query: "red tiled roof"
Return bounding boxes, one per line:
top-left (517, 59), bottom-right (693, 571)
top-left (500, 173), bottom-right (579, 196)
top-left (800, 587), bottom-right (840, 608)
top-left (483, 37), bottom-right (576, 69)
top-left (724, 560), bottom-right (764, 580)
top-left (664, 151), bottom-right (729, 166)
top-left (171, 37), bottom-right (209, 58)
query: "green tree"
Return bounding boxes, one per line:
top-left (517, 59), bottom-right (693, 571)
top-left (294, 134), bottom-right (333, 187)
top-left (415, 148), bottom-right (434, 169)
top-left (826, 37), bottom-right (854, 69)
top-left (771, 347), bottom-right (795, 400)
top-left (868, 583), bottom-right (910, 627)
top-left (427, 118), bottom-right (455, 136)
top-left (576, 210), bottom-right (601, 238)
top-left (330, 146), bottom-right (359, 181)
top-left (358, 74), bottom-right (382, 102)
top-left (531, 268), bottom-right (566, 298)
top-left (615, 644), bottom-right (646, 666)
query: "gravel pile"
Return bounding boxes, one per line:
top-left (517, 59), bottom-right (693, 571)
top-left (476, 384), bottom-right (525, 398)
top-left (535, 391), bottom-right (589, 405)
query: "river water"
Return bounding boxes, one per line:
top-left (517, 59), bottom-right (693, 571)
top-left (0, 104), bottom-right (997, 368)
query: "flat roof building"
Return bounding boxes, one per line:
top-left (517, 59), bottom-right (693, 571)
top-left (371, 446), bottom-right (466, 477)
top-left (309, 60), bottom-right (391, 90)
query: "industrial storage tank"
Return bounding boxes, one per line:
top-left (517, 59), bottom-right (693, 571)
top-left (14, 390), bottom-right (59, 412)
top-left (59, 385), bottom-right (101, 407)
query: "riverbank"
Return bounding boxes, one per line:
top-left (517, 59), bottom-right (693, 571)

************

Return each line above that contains the word "query", copied in full.

Solution to this exercise:
query: "red tiled roof"
query: "green tree"
query: "gravel pile"
query: "river water"
query: "flat roof building"
query: "industrial storage tank"
query: "riverbank"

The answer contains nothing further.